=== Exercise ===
Restate, in full and unchanged, the entries that follow, but not their pictures.

=== Data shown ===
────────────────────

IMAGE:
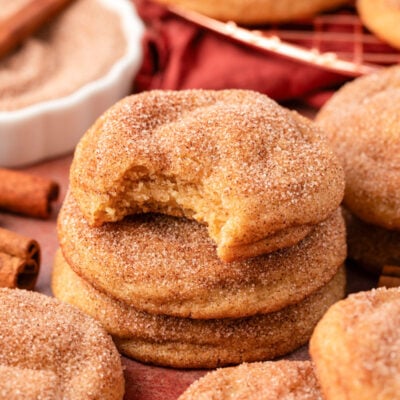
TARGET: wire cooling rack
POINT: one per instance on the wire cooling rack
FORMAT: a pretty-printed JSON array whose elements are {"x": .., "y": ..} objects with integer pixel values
[{"x": 334, "y": 41}]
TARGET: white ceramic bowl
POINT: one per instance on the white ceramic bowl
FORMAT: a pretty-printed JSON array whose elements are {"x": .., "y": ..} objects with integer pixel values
[{"x": 54, "y": 127}]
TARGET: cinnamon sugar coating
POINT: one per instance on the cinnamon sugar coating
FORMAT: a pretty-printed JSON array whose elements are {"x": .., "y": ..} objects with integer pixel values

────────────────────

=== Your response ===
IMAGE:
TARGET: wire cooling rack
POINT: one per instance on the wire cooling rack
FORMAT: a pretty-printed JSON array whose elements are {"x": .., "y": ..} objects with integer pixel values
[{"x": 334, "y": 41}]
TARGET: white ceramic bowl
POINT: one per instance on the white ceramic bowl
FORMAT: a pretty-printed JSON array whose elements are {"x": .., "y": ..} objects with integer pixel values
[{"x": 54, "y": 127}]
TARGET: cinnamon sugar coating
POINT: one per instance on the cinnamon sugar coating
FORMAT: a pretty-printed JSON array whose elements are {"x": .., "y": ..} objects with integer pixel values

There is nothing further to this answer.